WHAT IS EXPECTED
Reproduce verbatim the lines of the listing below, from the line containing "Task: check that each instance of the gold spoon" through the line containing "[(232, 189)]", with both of those lines included.

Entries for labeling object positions
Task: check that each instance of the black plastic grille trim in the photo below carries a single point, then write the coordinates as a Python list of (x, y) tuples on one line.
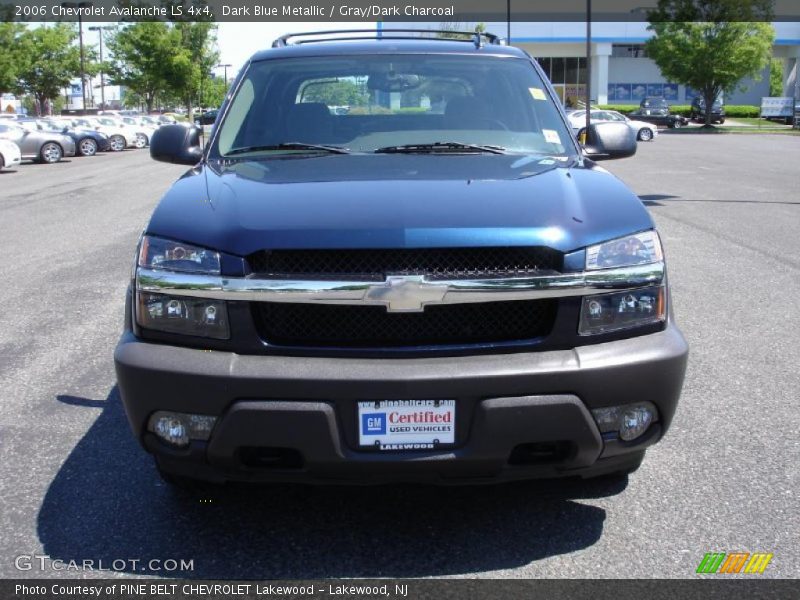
[(435, 263), (346, 326)]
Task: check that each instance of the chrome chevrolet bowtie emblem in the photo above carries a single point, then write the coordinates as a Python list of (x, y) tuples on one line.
[(406, 293)]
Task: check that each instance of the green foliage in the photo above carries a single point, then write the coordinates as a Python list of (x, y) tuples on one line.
[(56, 61), (776, 77), (168, 61), (711, 45), (142, 53), (13, 57)]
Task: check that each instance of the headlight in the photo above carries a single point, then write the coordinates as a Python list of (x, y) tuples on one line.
[(178, 314), (638, 249), (158, 253), (622, 310)]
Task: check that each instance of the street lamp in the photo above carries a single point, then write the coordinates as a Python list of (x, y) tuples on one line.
[(225, 66), (588, 67), (80, 5), (99, 29)]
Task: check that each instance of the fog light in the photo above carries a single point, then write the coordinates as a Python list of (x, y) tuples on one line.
[(635, 421), (616, 311), (179, 428), (629, 421)]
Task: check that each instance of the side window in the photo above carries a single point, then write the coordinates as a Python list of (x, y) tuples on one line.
[(237, 113)]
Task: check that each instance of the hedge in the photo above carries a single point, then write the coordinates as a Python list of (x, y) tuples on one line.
[(733, 111)]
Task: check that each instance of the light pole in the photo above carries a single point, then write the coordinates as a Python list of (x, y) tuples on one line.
[(80, 5), (588, 66), (225, 66), (99, 29)]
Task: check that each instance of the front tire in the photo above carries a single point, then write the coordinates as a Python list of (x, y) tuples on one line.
[(87, 147), (50, 153), (116, 143)]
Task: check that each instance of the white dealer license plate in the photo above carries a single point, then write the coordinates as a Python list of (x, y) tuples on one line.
[(406, 424)]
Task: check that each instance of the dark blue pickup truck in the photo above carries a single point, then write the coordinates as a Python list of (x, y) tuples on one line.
[(392, 261)]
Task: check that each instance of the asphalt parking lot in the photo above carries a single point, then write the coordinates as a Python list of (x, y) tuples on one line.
[(76, 486)]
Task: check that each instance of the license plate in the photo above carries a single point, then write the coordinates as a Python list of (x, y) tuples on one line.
[(406, 424)]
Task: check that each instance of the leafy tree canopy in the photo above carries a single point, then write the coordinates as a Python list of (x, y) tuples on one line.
[(713, 44)]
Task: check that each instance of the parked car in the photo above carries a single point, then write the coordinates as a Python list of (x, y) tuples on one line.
[(207, 118), (657, 112), (141, 126), (167, 118), (398, 295), (118, 139), (119, 135), (132, 131), (40, 146), (699, 110), (644, 132), (10, 155), (88, 142)]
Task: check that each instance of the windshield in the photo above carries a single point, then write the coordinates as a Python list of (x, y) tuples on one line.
[(384, 102)]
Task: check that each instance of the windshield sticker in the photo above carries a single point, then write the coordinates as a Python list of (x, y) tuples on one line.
[(538, 94), (551, 137)]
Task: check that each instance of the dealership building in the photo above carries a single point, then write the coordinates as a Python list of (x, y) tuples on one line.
[(621, 72)]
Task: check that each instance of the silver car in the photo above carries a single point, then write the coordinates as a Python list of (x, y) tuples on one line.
[(40, 146)]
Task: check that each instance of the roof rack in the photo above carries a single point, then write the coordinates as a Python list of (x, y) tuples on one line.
[(477, 38)]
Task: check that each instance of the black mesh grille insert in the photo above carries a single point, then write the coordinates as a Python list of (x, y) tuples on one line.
[(326, 325), (436, 263)]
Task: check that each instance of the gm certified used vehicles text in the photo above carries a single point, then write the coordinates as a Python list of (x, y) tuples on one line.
[(438, 285)]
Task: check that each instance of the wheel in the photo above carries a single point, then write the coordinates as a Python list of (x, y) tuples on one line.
[(116, 143), (51, 153), (87, 147)]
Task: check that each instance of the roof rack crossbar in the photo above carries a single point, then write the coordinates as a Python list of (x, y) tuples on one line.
[(477, 38)]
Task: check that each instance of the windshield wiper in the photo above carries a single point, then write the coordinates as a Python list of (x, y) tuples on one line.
[(290, 146), (440, 147)]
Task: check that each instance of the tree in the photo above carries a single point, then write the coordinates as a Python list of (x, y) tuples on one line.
[(14, 56), (57, 62), (711, 45), (143, 56), (194, 58), (776, 77)]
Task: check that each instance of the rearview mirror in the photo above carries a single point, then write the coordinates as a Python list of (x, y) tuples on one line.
[(606, 141), (176, 144)]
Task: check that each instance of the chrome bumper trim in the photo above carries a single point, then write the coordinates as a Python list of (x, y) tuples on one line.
[(398, 293)]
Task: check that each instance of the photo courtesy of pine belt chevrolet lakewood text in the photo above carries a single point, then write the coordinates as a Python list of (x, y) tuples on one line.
[(392, 260)]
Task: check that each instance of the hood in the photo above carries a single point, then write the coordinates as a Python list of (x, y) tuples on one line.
[(397, 201)]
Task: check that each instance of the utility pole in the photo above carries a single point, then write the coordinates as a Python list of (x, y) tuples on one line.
[(508, 22), (80, 5), (588, 66), (99, 29), (225, 66)]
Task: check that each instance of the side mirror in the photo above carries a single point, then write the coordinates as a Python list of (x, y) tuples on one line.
[(176, 144), (605, 141)]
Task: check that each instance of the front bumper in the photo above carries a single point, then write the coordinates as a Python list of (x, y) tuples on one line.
[(518, 416)]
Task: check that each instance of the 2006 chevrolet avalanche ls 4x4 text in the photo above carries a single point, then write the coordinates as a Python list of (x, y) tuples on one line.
[(392, 261)]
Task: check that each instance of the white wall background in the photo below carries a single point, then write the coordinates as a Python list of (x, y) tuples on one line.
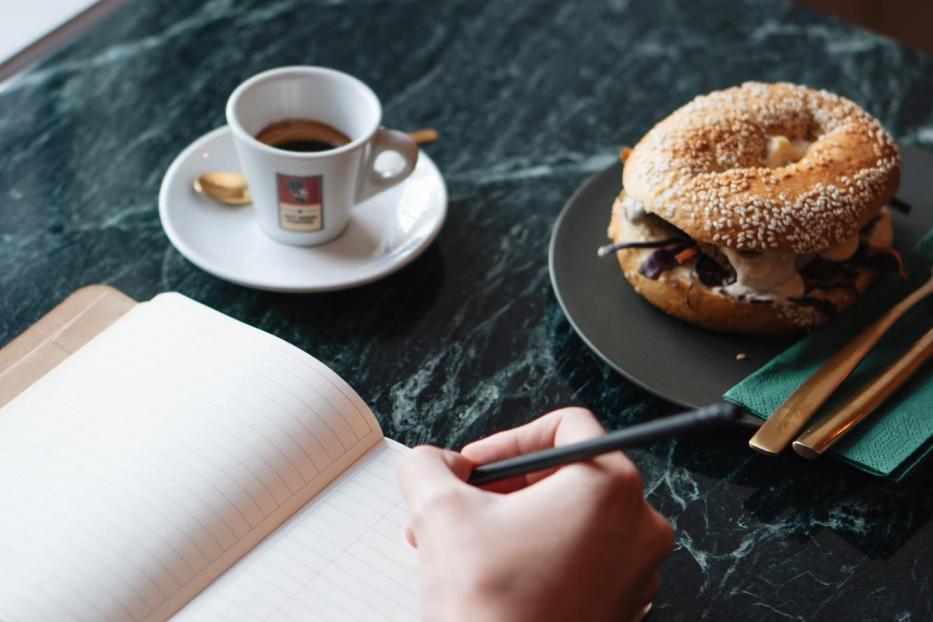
[(22, 22)]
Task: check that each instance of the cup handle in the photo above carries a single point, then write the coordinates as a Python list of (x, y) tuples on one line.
[(373, 182)]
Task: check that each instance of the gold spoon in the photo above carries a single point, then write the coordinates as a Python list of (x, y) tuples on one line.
[(232, 189)]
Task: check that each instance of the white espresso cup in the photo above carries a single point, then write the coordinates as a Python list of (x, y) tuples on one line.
[(306, 198)]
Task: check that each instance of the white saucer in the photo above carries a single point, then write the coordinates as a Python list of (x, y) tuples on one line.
[(385, 233)]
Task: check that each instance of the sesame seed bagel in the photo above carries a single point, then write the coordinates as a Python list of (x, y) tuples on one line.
[(678, 292), (705, 169)]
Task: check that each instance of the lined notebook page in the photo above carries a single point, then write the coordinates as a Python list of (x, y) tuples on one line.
[(341, 557), (152, 459)]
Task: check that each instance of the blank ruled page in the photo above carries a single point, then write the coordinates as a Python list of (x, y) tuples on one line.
[(342, 557), (147, 463)]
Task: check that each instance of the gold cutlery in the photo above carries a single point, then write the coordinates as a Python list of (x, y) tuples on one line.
[(821, 436), (232, 189), (787, 421)]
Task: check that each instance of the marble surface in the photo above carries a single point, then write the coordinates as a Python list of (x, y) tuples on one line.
[(530, 98)]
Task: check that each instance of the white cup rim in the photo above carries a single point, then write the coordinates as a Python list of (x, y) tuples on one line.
[(298, 71)]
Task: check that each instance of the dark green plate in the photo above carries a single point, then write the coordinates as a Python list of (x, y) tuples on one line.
[(670, 358)]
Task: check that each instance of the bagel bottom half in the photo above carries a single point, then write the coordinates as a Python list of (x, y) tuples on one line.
[(680, 293)]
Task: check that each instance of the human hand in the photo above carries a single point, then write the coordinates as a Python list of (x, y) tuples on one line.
[(575, 543)]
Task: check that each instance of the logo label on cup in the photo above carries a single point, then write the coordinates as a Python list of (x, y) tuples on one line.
[(301, 203)]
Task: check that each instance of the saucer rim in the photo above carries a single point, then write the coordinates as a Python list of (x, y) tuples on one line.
[(187, 251)]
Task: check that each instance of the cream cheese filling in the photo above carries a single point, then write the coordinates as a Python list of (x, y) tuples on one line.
[(764, 276), (782, 151), (772, 275)]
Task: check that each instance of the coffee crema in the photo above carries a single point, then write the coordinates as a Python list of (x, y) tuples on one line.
[(303, 135)]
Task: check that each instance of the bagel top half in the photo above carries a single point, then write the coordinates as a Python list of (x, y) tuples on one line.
[(765, 167)]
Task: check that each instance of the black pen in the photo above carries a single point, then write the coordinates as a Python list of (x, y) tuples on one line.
[(636, 435)]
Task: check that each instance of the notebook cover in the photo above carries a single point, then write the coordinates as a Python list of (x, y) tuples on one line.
[(64, 329)]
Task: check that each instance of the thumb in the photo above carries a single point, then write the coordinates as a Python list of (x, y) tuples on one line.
[(426, 472), (430, 479)]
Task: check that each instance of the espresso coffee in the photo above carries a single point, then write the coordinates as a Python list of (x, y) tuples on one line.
[(303, 135)]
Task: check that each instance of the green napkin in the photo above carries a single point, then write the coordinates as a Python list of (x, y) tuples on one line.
[(899, 434)]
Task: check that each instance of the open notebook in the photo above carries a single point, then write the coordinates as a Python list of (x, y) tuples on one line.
[(183, 463)]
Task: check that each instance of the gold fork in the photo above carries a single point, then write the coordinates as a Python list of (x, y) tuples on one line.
[(787, 421)]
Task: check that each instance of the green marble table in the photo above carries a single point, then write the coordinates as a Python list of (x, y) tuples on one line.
[(531, 97)]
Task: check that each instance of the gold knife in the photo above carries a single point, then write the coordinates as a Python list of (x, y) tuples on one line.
[(787, 421), (820, 437)]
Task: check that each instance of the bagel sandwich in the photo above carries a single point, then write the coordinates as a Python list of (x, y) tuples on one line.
[(759, 209)]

RESULT FOR THIS EXERCISE
Task: check that each instance of the gold spoon in the photo above carries a single point, then write the coordinates as a Python list of (x, y) tuples on one line.
[(232, 189)]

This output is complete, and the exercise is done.